**Requirement**
Could you pick up the news report on United Airlines' second-quarter results below and continue it past its last sentence?

**Passage provided**
--*--
Live news updates: South Africa lifts interest rates by 0.75 percentage points as it


United Airlines reported its highest-ever second-quarter revenue and had its first profitable quarter since the onset of the Covid-19 pandemic, the carrier said on Wednesday.

The Chicago-based airline, the second largest in the US, reported net income of $329mn on operating revenue of $12.1bn. Revenue was up 6 per cent compared with the March to June quarter in 2019, while flying with 15 per cent less seat capacity.

Earnings per share came in at $1.43, below analyst estimates of $1.95 per share, as polled by Refinitiv.

Summer air travel was thrown into chaos in May and June as airline operations struggled to scale up to meet a surge in pent-up demand created by the Covid-19 pandemic. Over 34,000 United flights into, out of or within the US were cancelled or delayed, equivalent to a quarter of its entire roster for those two months, according to flight tracker FlightAware.
--*--
**Information shown**
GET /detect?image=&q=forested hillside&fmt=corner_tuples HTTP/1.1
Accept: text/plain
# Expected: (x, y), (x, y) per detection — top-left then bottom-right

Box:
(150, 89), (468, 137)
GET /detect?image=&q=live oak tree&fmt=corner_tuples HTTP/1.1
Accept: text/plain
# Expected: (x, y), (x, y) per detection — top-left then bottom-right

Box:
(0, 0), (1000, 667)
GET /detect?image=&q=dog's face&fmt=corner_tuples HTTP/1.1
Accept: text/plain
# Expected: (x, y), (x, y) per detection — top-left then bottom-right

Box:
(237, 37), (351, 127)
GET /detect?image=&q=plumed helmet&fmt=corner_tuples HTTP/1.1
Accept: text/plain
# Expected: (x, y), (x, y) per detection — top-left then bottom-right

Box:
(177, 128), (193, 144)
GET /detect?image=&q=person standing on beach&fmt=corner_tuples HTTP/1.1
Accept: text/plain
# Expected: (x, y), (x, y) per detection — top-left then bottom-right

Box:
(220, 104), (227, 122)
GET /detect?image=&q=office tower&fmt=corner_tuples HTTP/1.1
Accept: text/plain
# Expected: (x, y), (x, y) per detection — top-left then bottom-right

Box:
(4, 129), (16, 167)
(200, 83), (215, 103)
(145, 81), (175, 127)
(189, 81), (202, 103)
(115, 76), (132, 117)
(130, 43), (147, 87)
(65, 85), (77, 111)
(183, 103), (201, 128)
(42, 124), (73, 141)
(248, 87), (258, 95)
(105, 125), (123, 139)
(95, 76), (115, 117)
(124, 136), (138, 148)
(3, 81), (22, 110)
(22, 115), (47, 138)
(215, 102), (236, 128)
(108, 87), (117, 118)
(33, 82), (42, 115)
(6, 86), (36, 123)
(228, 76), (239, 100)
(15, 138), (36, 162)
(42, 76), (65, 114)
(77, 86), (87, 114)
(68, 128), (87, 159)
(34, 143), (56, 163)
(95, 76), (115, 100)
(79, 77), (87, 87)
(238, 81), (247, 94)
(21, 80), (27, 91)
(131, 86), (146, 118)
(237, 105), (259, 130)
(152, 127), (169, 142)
--*--
**Answer box**
“It’s nice to return to profitability, but we must confront three risks that could grow over the next six to 18 months,” said chief executive Scott Kirby, referring to “industry-wide operational challenges that limit the system’s capacity, record fuel prices and the increasing possibility of a global recession”.

Ed Bastian, chief executive of rival Delta Air Lines, told the Financial Times last week that he was not worried about a potential recession’s impact on the airline industry.

United spent approximately $4.18 per gallon of fuel, consuming 912mn gallons in the second quarter. The airline expects fuel prices to moderate in the third quarter to $3.81 per gallon.

The carrier also forecast third-quarter revenue to be up 11 per cent over the same period in 2019, when it came in at $11.4bn. United also reiterated its expectations for a profitable full year.